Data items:
Begin
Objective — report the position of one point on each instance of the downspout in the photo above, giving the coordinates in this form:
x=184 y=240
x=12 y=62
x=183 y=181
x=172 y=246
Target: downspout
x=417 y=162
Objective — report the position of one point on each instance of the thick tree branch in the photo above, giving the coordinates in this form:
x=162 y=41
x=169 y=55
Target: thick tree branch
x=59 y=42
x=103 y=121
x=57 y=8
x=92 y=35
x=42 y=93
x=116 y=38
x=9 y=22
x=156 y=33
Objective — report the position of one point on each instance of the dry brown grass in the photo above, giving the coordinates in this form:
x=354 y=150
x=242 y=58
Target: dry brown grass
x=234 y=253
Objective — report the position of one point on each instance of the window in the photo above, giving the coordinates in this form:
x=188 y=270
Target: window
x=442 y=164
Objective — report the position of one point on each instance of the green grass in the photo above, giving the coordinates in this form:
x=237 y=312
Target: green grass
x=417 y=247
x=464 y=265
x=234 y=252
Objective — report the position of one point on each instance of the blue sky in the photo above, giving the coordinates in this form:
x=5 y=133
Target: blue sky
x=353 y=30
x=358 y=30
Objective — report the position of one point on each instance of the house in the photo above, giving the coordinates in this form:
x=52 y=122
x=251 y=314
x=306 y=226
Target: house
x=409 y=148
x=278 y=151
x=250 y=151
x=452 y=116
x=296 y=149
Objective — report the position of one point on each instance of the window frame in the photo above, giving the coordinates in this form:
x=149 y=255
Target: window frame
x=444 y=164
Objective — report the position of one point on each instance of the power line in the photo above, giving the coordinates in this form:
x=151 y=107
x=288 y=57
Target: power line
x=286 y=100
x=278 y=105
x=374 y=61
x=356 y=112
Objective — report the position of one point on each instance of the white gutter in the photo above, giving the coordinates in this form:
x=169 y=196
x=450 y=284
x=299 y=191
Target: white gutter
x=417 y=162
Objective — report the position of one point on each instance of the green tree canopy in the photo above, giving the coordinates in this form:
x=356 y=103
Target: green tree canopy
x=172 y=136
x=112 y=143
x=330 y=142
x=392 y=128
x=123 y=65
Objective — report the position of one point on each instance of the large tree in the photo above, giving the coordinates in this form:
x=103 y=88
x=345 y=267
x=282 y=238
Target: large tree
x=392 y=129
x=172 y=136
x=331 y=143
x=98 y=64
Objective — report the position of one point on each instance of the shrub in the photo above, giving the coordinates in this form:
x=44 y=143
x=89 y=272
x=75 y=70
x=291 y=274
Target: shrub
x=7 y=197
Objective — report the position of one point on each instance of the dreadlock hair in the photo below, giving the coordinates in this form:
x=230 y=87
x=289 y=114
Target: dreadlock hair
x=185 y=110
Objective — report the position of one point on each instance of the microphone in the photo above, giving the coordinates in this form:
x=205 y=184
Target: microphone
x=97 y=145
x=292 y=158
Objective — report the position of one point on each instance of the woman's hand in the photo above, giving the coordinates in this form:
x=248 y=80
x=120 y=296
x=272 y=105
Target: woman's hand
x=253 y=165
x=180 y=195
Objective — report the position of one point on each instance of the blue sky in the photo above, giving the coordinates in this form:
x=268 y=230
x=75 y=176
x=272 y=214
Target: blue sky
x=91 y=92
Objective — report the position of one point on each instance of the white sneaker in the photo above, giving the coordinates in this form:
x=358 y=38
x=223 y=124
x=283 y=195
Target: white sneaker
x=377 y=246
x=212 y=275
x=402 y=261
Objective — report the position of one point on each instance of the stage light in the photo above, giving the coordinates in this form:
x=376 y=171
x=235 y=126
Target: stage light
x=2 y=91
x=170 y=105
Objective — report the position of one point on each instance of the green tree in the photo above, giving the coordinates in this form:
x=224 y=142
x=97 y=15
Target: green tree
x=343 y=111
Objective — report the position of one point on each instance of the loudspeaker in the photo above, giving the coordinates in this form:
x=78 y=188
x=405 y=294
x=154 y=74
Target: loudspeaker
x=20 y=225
End
What to do
Write out each of the items above again, word for word and line for line, without any changes.

Final answer
Objective — report the position of one point on each instance of the downspout in the photo above, giving the coordinates in this form:
x=184 y=240
x=12 y=62
x=183 y=181
x=172 y=246
Target: downspout
x=417 y=162
Objective — report the position of one point on each instance of the thick tree branch in the photo above, giving the coordinates in this form:
x=162 y=41
x=169 y=55
Target: thick tree branch
x=59 y=42
x=103 y=121
x=57 y=8
x=92 y=35
x=42 y=93
x=116 y=38
x=9 y=22
x=156 y=33
Objective — report the position of one point on each instance of the dry brown grass in the photo above, giving the coordinates in this form:
x=354 y=150
x=242 y=58
Target: dry brown grass
x=234 y=253
Objective — report the position of one point on each instance of the window in the photo above, giving the coordinates in this form:
x=188 y=270
Target: window
x=442 y=164
Objective — report the position of one point on each instance of the green grass in the photo above, giving the coordinates in this form:
x=237 y=312
Target: green grass
x=417 y=247
x=464 y=265
x=234 y=252
Objective — report the position of one point on each instance of the blue sky in the photo above, giving the coordinates in this form:
x=5 y=133
Target: blue sky
x=353 y=30
x=358 y=30
Objective — report the position of one point on each instance of the house in the photo above, giving the coordinates in this form:
x=52 y=122
x=251 y=314
x=306 y=226
Target: house
x=409 y=148
x=278 y=151
x=250 y=151
x=452 y=116
x=296 y=149
Objective — report the position of one point on each instance of the window frame in the photo above, giving the coordinates in this form:
x=149 y=255
Target: window frame
x=444 y=164
Objective — report the position of one point on each instance of the power line in the photo above, giving the coordinates in this form:
x=151 y=107
x=288 y=57
Target: power line
x=286 y=100
x=278 y=105
x=374 y=61
x=356 y=112
Objective — report the position of one point on each instance of the white gutter in the photo above, giving the coordinates in this form:
x=169 y=196
x=450 y=284
x=299 y=191
Target: white gutter
x=417 y=162
Objective — report the position of one point on each instance of the green tree canopy in the photo above, giving the coordinates in this form:
x=356 y=103
Target: green tree canopy
x=172 y=136
x=112 y=143
x=330 y=142
x=392 y=128
x=123 y=65
Objective — report the position of one point on each instance of the large tree in the photo above, giving the coordinates in this form:
x=103 y=88
x=345 y=267
x=282 y=238
Target: large tree
x=392 y=129
x=172 y=136
x=331 y=143
x=98 y=64
Objective — report the position of one point on each instance of the shrub in the photo above, giving the coordinates in this form:
x=44 y=143
x=89 y=272
x=75 y=70
x=291 y=274
Target: shrub
x=7 y=197
Objective — report the position of one point on each instance of the dreadlock hair in the photo below, giving the coordinates in this form:
x=230 y=87
x=289 y=114
Target: dreadlock hair
x=185 y=110
Objective — report the position of one point on each instance of the microphone in the photo above, giving the coordinates in this form:
x=205 y=184
Target: microphone
x=97 y=145
x=292 y=158
Objective — report the position of one point on each instance of the woman's hand in the photo above, giving the coordinates in this form:
x=248 y=80
x=120 y=296
x=272 y=105
Target: woman's hand
x=253 y=165
x=180 y=195
Objective — report the position of one point on each instance of the blue sky in the photo above, giving the coordinates in this form:
x=268 y=230
x=75 y=176
x=272 y=214
Target: blue sky
x=91 y=92
Objective — report the position of one point on each instance of the white sneaker in the photo above, giving the coordinates in this form:
x=358 y=38
x=223 y=124
x=283 y=195
Target: white sneaker
x=377 y=246
x=212 y=275
x=402 y=261
Objective — report the position of one point on each instance of the stage light in the photo above, giving the coordinates in this form:
x=376 y=171
x=235 y=126
Target: stage light
x=2 y=91
x=170 y=105
Objective — report the position of one point on each instance of the green tree in the photo above, giving the coordinates in this form:
x=224 y=142
x=97 y=15
Target: green tree
x=343 y=111
Objective — report the position of one point on each instance of the loudspeaker in the photo above, giving the coordinates in this form:
x=78 y=188
x=405 y=294
x=154 y=74
Target: loudspeaker
x=20 y=225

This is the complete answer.